NRECA Pole detection and Classification project initial stage

Author: Zhe(James) Zhou (Data Science Intern at NRECA)

Supervisor: David Pinney (Analytics Program Manager at NRECA)

Introduction

NRECA have some eletrical cooperatives who use drones to help them do electrical pole asset management. The way they do it is to have a person fly the drone, and have another person look at the video to perform asset management. This is quite time consuming in my oppinion. Nowadays, with the fast develop of computer vision technology and algorithms, we can automate this human-eye based identification process.

Since we do not have sufficent amount of image data for training the Mask-R-CNN, I decided to create a synthetic dataset just to get some inital results to see if this architecture is possible.

The dataset creation and identification network worked well. Below is an example image from the test set showing successful pole identification. For the full results, please see the train and test Jupyter notebook.

Part 1 - Synthetic Image Generation

Since we do not have any real data available yet, I decided to make a synthetic image dataset.

The json file that stores patterns' segmention area info and boxing info follow the coco-dataset format

Prerequisites

  1. This program need python 3 and following packages:

    json
    random
    numpy
    pathlib
    tqdm
    pillow
    scikit-image
    shapely
    
  2. Pictures:

    • Sample Background Image

      Test

      Test

    Make sure you have your foreground and background picture ready with following requirements:

    • RGB format

    • Exif, XMP, IPTC data have to be removed

    • Expected image directory structure:

      input_image_dir
             + foregrounds_dir
                 + super_category_dir
                     + category_dir
                             foreground_image.png
             + backgrounds_dir
                     back_image.png
      

Running the program

  1. Run image_composition.py to create synthetic datasets, dataset_info.json and mask_definitioins.json

    Here is an bash example of creating 20 images on my machine:

    python ./python/image_composition.py --input_dir ./datasets/input --output_dir ./datasets/output --	count 20 --width 512 --height 512
    
  2. Run coco_json_utils.py to create coco_instances.json from dataset_info.json and mask_definitioins.json.

    Bash Eample:

    python ./python/coco_json_utils.py -md ./datasets/output/mask_definitions.json -di ./datasets/output/	dataset_info.json
    

Part 2 - Train and test Mask-R-CNN

Prerequisites - CUDA and Tensorflow setup

(You need to have a NVDIA GPU on your PC before going forward! )

Windows

  1. Make sure your machine is running Python 3, better have Anaconda Python 3

  2. Download and install CUDA 10.0.

  3. After CUDA installation, make sure there is nvcc.exe under .../NVIDA GPU Computing Toolkit/CUDA/v10.0/bin/, and cputi64_100.dll under .../CUDA/V10.0/extras/CUPTI/libx64.

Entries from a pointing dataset
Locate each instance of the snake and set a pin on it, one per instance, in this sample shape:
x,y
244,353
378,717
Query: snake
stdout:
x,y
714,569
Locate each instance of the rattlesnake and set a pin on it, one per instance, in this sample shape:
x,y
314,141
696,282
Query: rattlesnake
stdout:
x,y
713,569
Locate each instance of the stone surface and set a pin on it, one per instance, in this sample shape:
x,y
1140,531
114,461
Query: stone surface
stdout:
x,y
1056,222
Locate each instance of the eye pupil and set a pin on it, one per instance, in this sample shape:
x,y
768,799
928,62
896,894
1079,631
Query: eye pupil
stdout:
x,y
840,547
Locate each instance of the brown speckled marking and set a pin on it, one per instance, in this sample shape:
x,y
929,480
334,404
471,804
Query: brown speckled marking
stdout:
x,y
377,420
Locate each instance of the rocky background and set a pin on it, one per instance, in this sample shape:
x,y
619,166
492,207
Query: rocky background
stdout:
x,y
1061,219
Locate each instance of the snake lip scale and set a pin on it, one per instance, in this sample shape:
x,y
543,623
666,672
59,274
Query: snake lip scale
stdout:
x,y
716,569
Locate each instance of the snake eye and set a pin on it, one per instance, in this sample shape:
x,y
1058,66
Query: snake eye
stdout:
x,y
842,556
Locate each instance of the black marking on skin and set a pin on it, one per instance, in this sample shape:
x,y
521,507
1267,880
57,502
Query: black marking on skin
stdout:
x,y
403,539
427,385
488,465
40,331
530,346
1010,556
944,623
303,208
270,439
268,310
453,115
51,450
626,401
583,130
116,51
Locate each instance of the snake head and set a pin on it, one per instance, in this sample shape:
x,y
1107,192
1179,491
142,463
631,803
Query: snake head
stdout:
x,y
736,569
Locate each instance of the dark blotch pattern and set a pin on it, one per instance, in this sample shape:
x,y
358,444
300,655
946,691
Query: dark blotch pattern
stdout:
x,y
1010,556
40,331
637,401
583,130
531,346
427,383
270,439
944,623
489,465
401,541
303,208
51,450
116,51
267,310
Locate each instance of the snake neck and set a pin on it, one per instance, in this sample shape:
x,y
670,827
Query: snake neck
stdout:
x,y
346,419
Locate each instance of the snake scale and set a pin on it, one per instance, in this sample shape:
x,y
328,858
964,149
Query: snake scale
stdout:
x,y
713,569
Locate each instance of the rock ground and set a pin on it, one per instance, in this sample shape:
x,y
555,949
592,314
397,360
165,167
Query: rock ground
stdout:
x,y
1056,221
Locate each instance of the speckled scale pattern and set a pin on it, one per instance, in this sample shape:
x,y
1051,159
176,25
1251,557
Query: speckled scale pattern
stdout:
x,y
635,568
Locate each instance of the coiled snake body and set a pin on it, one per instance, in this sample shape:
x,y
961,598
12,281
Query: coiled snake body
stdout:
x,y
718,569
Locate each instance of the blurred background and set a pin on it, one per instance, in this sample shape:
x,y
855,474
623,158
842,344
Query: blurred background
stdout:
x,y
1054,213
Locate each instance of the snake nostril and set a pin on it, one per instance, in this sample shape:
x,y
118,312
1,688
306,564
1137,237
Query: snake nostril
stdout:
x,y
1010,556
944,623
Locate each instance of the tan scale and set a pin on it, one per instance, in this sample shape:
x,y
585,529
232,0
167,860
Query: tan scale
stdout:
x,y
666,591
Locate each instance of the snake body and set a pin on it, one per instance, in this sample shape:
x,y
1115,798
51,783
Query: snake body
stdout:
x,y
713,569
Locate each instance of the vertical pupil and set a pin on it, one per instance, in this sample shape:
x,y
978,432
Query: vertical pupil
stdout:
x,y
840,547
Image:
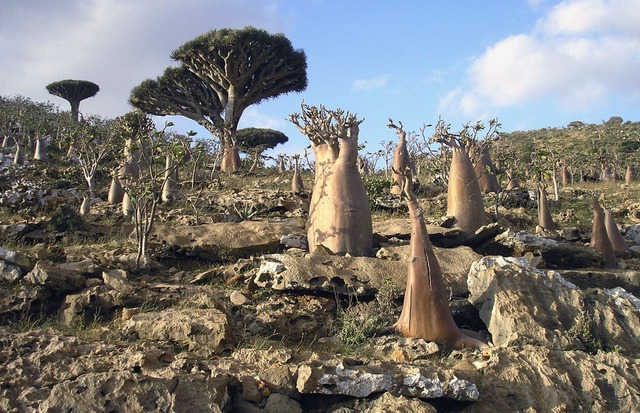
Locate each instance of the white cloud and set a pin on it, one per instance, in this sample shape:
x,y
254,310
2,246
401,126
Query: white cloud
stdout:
x,y
253,118
576,58
114,43
369,85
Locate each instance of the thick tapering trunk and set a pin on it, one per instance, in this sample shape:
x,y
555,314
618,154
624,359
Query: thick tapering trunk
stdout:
x,y
230,159
544,214
18,158
339,212
40,153
115,191
512,182
620,247
485,174
599,237
127,206
85,207
630,175
170,186
566,176
399,164
8,141
464,199
425,312
297,187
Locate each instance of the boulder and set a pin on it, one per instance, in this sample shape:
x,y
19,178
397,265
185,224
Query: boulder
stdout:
x,y
541,379
339,377
224,239
523,305
556,254
205,332
398,404
57,277
360,276
9,272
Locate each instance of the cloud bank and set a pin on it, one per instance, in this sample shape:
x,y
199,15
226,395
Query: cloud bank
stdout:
x,y
579,55
114,43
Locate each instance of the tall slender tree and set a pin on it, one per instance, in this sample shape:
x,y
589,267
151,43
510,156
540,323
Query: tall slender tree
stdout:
x,y
339,212
73,91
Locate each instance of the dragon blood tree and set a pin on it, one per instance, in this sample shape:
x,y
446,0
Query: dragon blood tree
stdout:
x,y
599,238
339,212
464,199
425,312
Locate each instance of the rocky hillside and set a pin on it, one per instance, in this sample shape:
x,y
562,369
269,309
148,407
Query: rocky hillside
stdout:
x,y
236,316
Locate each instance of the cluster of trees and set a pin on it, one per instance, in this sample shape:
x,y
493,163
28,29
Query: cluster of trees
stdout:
x,y
223,72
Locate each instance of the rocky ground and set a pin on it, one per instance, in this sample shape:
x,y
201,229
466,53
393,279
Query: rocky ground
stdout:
x,y
235,316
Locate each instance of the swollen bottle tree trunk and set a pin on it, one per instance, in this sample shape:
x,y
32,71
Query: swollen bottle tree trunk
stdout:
x,y
464,199
297,187
630,175
40,153
599,238
115,191
170,186
339,211
544,214
400,159
620,247
512,181
425,312
485,174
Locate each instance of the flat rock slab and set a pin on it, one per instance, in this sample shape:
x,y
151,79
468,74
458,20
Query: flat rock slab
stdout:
x,y
359,276
363,380
524,305
205,332
224,239
401,228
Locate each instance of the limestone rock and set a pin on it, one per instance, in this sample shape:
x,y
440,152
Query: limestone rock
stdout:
x,y
205,332
338,377
557,254
524,305
55,277
398,404
212,241
278,403
117,279
9,272
539,379
359,276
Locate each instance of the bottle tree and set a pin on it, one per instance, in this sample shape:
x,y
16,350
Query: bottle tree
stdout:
x,y
339,211
258,140
228,71
73,91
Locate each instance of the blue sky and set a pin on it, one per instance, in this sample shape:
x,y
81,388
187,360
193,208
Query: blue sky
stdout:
x,y
531,64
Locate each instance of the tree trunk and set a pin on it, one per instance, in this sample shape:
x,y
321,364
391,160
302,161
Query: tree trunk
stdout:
x,y
400,163
230,160
18,158
339,212
40,153
116,192
297,187
464,199
544,214
630,175
620,247
599,237
425,312
485,174
170,185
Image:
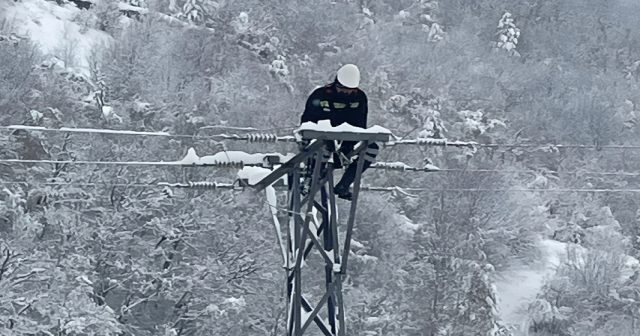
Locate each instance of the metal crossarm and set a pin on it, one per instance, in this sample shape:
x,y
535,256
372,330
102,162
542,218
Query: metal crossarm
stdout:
x,y
290,165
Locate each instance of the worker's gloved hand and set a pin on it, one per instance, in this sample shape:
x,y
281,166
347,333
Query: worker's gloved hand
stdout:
x,y
344,160
303,144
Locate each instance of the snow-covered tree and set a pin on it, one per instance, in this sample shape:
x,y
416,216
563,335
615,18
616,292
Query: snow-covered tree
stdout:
x,y
508,35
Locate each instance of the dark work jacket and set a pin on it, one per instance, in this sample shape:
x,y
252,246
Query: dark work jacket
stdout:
x,y
326,103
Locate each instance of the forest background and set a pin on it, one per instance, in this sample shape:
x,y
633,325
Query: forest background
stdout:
x,y
95,252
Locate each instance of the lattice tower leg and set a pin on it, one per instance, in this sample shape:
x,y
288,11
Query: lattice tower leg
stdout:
x,y
323,239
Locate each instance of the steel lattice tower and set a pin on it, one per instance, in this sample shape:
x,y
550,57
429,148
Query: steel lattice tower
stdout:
x,y
307,233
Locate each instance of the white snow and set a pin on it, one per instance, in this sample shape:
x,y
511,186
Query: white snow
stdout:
x,y
126,7
325,126
520,286
272,200
232,157
238,156
53,28
253,174
108,131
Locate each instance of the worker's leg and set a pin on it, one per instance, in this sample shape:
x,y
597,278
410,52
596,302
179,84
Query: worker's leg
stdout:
x,y
342,187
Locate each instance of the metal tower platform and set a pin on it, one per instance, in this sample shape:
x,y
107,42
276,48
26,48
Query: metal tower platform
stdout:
x,y
307,232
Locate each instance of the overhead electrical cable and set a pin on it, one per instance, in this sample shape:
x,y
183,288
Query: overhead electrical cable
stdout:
x,y
267,137
382,167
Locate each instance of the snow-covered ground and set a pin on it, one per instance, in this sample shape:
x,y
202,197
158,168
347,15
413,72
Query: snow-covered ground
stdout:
x,y
520,285
60,31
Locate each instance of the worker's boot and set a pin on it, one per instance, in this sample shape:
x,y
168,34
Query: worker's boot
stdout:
x,y
342,191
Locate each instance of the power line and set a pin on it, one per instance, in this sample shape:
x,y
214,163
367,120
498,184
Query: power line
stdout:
x,y
214,185
400,189
251,137
382,167
266,137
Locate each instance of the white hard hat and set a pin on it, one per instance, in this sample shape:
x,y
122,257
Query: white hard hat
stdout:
x,y
349,76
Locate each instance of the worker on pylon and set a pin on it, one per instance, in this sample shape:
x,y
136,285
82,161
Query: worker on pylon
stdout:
x,y
342,102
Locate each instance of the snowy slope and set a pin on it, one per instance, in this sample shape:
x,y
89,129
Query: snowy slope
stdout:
x,y
56,30
521,285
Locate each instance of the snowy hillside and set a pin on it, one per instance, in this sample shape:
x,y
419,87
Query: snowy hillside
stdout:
x,y
60,31
520,285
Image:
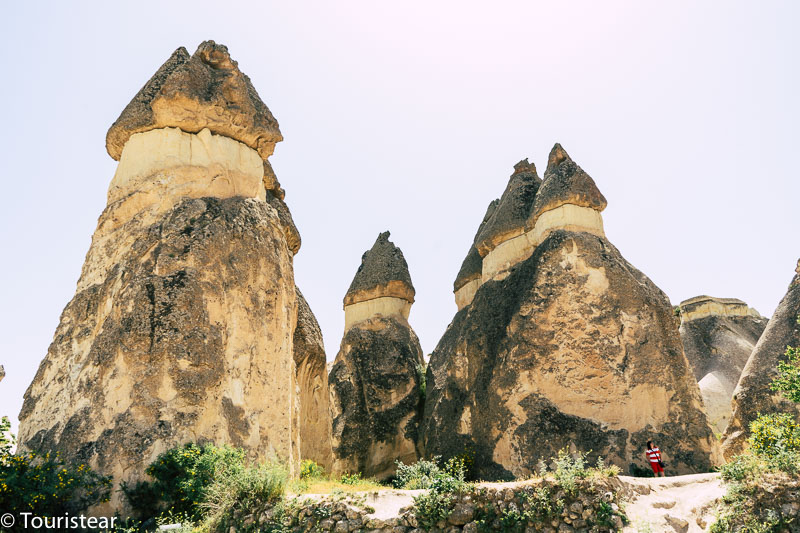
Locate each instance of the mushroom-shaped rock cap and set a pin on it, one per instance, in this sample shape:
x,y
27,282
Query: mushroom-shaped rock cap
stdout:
x,y
473,263
383,272
511,214
206,90
565,183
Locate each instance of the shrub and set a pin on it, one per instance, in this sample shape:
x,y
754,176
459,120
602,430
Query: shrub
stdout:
x,y
419,475
788,380
444,484
311,470
240,490
773,433
568,469
351,479
47,486
181,477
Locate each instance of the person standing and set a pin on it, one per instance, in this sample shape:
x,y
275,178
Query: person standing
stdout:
x,y
654,457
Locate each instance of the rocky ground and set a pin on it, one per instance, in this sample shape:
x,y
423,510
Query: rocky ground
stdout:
x,y
680,503
683,504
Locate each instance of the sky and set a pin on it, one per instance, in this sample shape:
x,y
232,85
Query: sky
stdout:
x,y
409,116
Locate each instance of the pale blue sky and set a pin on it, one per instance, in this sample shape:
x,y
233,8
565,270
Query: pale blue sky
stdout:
x,y
408,116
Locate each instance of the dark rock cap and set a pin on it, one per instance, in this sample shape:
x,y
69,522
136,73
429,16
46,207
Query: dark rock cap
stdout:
x,y
473,264
565,183
509,219
206,90
383,272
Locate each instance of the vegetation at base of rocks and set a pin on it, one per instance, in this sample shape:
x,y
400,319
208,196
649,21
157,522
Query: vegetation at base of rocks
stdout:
x,y
311,470
45,484
351,479
180,479
763,483
788,380
247,491
444,486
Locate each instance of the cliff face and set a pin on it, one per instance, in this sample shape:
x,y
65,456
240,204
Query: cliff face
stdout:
x,y
718,335
182,327
569,345
375,379
753,394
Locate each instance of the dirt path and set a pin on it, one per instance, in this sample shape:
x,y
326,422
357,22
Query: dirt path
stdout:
x,y
683,504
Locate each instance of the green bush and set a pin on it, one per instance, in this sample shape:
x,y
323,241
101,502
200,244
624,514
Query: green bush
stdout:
x,y
351,479
45,485
788,380
240,491
419,475
569,469
311,470
773,433
181,477
443,486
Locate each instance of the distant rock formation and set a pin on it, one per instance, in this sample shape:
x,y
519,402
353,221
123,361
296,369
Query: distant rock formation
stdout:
x,y
375,379
469,276
718,335
182,327
564,344
753,394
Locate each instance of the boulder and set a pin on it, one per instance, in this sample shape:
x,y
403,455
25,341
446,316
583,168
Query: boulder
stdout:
x,y
468,278
573,348
718,335
312,381
753,395
376,376
182,327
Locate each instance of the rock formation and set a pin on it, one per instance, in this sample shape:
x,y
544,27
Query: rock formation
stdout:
x,y
718,335
566,344
182,327
469,276
375,379
753,394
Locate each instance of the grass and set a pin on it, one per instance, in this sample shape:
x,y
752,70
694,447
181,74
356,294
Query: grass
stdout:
x,y
328,486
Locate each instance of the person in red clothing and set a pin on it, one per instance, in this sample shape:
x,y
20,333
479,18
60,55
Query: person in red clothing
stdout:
x,y
654,458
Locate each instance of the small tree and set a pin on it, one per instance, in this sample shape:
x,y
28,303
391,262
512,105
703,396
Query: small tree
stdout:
x,y
788,380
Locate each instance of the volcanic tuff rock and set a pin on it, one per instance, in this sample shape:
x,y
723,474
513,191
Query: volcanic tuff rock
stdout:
x,y
574,346
182,327
312,379
718,335
469,276
502,241
375,379
752,394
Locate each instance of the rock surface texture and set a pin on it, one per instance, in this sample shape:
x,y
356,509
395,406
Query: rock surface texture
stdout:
x,y
573,346
375,379
752,394
718,335
183,325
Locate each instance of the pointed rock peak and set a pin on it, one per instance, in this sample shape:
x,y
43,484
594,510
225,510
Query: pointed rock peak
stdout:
x,y
565,183
512,211
206,90
383,273
557,156
524,167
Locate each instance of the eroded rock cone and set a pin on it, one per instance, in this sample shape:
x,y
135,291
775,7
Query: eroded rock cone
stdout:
x,y
753,395
502,240
468,278
574,347
182,327
718,335
375,379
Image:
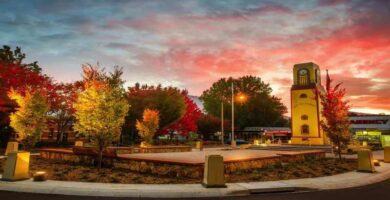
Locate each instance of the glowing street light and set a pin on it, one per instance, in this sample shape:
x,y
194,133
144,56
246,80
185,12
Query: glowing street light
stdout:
x,y
241,98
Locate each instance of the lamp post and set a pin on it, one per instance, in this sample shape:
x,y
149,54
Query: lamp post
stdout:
x,y
222,124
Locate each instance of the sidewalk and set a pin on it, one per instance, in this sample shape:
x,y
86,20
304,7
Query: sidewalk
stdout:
x,y
346,180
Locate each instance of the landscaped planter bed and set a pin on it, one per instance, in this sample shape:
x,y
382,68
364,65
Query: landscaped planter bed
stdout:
x,y
65,171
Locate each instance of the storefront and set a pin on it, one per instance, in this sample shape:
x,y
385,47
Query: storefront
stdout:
x,y
375,129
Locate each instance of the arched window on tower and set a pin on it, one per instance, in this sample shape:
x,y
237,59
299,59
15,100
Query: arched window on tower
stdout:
x,y
303,77
304,117
304,129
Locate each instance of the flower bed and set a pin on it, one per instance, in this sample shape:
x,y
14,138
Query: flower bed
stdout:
x,y
66,171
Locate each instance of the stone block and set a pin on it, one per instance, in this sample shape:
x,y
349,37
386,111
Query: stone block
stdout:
x,y
11,146
214,175
17,166
199,145
386,154
365,161
233,143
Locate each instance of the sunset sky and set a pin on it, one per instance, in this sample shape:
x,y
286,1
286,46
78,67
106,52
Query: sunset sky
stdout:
x,y
191,44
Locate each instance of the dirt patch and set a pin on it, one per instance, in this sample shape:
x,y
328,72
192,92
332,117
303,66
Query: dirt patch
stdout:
x,y
72,172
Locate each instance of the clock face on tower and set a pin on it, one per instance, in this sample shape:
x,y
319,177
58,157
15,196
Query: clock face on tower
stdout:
x,y
302,72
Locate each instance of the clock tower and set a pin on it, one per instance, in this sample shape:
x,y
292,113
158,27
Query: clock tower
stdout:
x,y
306,105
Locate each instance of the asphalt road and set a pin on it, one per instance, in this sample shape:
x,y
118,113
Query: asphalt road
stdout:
x,y
378,191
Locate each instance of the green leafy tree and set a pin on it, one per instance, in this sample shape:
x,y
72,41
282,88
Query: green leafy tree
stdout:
x,y
148,127
100,110
260,108
335,111
169,101
29,120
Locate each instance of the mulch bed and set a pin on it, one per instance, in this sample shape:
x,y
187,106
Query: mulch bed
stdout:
x,y
72,172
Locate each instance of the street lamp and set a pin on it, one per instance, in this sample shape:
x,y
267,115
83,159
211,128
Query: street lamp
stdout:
x,y
241,98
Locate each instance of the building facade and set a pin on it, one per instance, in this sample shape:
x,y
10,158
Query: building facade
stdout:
x,y
374,129
306,106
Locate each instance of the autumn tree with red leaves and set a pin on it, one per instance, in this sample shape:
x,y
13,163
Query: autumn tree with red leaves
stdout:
x,y
188,123
335,111
62,110
19,76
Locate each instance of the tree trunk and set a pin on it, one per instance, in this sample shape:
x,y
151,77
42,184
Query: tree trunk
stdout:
x,y
100,158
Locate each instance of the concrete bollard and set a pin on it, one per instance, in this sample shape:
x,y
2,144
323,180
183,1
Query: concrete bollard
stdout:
x,y
11,146
386,152
17,166
214,175
365,161
79,143
199,145
233,143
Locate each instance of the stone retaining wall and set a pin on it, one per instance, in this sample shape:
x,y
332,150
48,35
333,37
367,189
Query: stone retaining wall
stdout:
x,y
185,170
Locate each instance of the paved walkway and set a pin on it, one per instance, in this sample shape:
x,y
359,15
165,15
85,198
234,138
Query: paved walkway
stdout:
x,y
346,180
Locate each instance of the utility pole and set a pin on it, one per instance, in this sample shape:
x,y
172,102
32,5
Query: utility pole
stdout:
x,y
233,142
222,125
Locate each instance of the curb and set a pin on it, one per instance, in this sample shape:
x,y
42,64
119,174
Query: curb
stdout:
x,y
340,181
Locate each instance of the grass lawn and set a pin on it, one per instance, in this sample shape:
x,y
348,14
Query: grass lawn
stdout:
x,y
71,172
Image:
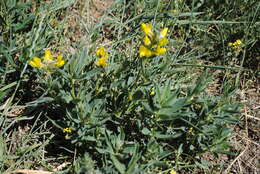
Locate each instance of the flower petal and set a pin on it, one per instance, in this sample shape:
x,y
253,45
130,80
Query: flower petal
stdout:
x,y
48,57
36,62
147,29
147,41
163,32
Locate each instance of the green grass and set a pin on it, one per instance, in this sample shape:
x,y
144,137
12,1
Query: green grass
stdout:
x,y
136,115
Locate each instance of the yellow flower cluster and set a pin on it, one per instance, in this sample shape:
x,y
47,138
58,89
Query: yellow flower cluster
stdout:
x,y
103,55
173,172
67,130
153,42
236,45
47,61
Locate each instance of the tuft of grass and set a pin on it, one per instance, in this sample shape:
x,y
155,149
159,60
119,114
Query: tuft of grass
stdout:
x,y
172,112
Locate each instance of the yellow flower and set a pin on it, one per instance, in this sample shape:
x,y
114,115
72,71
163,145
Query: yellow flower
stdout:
x,y
36,62
48,57
160,51
102,62
60,61
163,33
238,42
152,93
173,172
47,62
147,41
236,45
101,52
103,55
147,29
145,52
67,130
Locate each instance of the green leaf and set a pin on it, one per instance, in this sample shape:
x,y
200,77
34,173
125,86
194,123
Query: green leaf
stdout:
x,y
119,166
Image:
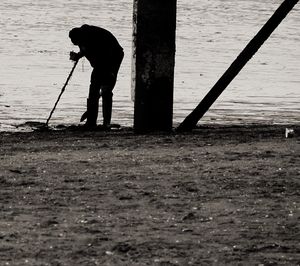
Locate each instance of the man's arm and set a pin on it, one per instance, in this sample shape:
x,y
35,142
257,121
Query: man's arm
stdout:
x,y
76,56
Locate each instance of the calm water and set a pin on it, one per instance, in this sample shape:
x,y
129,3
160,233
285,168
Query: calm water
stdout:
x,y
34,49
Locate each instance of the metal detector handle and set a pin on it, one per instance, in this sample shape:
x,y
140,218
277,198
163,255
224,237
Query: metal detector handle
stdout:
x,y
62,91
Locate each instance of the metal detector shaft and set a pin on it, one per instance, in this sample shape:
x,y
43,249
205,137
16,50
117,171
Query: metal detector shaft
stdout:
x,y
62,91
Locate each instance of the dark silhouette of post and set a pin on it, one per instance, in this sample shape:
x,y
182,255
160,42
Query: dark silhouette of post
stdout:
x,y
192,119
153,64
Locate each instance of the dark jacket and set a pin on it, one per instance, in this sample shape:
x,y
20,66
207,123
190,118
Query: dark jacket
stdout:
x,y
100,47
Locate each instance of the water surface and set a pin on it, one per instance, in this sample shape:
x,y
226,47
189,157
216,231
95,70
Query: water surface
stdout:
x,y
34,49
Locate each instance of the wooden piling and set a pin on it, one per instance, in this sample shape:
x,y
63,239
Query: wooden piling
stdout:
x,y
153,64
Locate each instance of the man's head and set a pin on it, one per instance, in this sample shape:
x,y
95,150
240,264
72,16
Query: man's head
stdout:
x,y
75,35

- [GIVEN EXERCISE 1] Reproduce the pole detection project text from "(You need to" to "cputi64_100.dll under .../CUDA/V10.0/extras/CUPTI/libx64.".
- [GIVEN EXERCISE 2] Name every Python package that the pole detection project text says the synthetic image program needs.
- [GIVEN EXERCISE 3] Decide whether each statement agrees with the pole detection project text, and answer yes or no, quoting the words that settle it. (a) The json file with segmentation and boxing info follows the coco-dataset format. (b) The bash example for image_composition.py creates 50 images. (c) The Windows setup calls for CUDA 11.0.

- [COMPLETE OUTPUT 1]
(You need to have a NVDIA GPU on your PC before going forward! )

Windows

  1. Make sure your machine is running Python 3, better have Anaconda Python 3

  2. Download and install CUDA 10.0.

  3. After CUDA installation, make sure there is nvcc.exe under .../NVIDA GPU Computing Toolkit/CUDA/v10.0/bin/, and cputi64_100.dll under .../CUDA/V10.0/extras/CUPTI/libx64.

- [COMPLETE OUTPUT 2] json, random, numpy, pathlib, tqdm, pillow, scikit-image, shapely

- [COMPLETE OUTPUT 3]
(a) Yes: "The json file that stores patterns' segmention area info and boxing info follow the coco-dataset format"
(b) No: "Here is an bash example of creating 20 images on my machine:"
(c) No: "Download and install CUDA 10.0."